■ **Given request**:
Exactly the lines from the one containing "mirror in this photo as pixel coordinates." through the final line of the listing are to be retyped, and nothing more.

** begin Task input **

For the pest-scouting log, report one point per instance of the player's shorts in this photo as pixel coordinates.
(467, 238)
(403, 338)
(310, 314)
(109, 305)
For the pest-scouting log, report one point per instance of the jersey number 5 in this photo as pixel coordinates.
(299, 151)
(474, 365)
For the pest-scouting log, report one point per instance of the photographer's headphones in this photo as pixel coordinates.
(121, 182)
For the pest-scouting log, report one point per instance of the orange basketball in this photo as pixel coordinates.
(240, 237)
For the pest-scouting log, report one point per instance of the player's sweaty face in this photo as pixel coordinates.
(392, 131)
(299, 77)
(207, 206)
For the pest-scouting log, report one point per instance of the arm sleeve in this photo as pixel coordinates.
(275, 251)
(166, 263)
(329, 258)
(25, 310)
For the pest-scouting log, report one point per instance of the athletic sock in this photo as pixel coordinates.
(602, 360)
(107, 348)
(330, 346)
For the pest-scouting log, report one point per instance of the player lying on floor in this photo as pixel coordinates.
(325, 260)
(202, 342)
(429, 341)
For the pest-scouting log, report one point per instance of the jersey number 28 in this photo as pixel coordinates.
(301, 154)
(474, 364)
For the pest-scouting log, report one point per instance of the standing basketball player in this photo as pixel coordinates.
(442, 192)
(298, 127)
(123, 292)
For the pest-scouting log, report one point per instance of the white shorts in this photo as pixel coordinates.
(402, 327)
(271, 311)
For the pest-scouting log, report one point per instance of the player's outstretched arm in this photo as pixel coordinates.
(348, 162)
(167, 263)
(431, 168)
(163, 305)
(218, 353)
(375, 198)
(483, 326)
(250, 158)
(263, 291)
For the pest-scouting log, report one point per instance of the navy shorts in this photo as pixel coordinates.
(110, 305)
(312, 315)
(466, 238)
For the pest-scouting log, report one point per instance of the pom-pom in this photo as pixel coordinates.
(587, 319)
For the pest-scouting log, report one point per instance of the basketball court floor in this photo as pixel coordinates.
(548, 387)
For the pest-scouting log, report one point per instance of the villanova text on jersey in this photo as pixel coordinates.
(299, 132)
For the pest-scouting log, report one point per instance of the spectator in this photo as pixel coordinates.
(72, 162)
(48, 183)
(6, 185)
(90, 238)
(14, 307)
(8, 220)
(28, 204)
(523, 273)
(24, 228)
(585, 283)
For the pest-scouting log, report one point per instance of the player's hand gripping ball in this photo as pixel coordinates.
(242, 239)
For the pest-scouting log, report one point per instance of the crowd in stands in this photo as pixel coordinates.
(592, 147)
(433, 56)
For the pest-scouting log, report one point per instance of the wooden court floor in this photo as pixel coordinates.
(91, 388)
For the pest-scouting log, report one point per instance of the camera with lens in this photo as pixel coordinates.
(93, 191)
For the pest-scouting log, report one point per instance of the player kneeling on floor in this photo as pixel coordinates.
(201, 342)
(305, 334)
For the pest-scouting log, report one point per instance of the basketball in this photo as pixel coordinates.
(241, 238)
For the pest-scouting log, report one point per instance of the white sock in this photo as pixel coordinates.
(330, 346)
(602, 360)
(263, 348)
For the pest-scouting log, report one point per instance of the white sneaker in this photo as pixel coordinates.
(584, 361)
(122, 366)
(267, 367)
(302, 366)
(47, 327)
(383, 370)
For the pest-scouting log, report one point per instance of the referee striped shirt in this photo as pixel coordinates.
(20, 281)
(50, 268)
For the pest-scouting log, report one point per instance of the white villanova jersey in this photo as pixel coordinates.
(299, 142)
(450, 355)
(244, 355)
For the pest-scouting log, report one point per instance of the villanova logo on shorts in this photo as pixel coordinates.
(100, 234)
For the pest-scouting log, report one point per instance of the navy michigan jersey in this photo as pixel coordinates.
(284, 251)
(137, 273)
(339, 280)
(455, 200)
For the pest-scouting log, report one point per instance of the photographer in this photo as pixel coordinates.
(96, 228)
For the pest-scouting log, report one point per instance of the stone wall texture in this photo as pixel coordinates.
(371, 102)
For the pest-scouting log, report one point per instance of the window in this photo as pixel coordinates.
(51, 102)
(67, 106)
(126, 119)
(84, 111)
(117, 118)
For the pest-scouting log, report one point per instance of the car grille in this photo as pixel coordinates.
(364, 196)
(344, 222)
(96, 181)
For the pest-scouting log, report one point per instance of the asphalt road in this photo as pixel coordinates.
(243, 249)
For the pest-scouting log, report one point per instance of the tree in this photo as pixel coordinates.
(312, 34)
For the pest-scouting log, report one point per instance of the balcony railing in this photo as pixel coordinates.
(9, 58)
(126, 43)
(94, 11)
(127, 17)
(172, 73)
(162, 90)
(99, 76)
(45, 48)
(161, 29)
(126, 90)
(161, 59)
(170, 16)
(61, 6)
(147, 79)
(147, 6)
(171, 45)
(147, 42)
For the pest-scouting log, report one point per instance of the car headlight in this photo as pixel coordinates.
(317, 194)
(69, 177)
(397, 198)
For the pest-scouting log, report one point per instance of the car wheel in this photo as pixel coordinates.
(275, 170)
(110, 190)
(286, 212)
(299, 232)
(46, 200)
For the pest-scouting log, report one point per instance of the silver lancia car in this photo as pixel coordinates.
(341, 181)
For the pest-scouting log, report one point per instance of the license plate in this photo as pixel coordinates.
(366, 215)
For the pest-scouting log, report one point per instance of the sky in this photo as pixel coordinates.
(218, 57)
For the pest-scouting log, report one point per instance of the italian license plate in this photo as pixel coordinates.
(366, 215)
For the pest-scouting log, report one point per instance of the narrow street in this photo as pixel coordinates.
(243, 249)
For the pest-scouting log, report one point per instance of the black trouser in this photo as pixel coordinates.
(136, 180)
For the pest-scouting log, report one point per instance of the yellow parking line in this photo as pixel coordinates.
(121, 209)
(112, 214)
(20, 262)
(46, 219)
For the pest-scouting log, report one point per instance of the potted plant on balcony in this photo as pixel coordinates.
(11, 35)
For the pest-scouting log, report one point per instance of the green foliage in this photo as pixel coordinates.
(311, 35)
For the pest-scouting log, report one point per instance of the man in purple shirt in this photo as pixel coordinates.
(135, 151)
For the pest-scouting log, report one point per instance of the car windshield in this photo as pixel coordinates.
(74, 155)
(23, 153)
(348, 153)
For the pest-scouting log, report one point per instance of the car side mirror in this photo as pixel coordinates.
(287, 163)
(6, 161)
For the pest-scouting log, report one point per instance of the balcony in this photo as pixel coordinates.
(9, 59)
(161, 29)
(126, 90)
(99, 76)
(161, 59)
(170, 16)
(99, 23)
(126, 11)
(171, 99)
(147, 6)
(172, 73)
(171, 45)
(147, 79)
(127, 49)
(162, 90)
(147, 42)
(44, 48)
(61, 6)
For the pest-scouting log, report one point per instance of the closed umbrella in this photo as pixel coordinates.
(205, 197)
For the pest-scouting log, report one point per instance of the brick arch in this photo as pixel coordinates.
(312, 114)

** end Task input **

■ **The reply**:
For the pest-scouting log, report one point per instance of the car side mirror in this photo as pixel coordinates.
(287, 163)
(6, 161)
For the pest-scouting log, report one point per instance of the balcony in this photo as pixel coordinates.
(9, 59)
(161, 29)
(126, 90)
(99, 76)
(161, 59)
(170, 16)
(99, 23)
(126, 11)
(171, 99)
(147, 6)
(172, 73)
(171, 45)
(147, 79)
(127, 49)
(162, 90)
(147, 42)
(44, 48)
(61, 6)
For the pest-scouting log, report one point per instance of the closed umbrella in this photo as pixel coordinates.
(205, 197)
For the pest-scouting log, report one point per instance of the brick arch in this photo as pixel coordinates.
(312, 114)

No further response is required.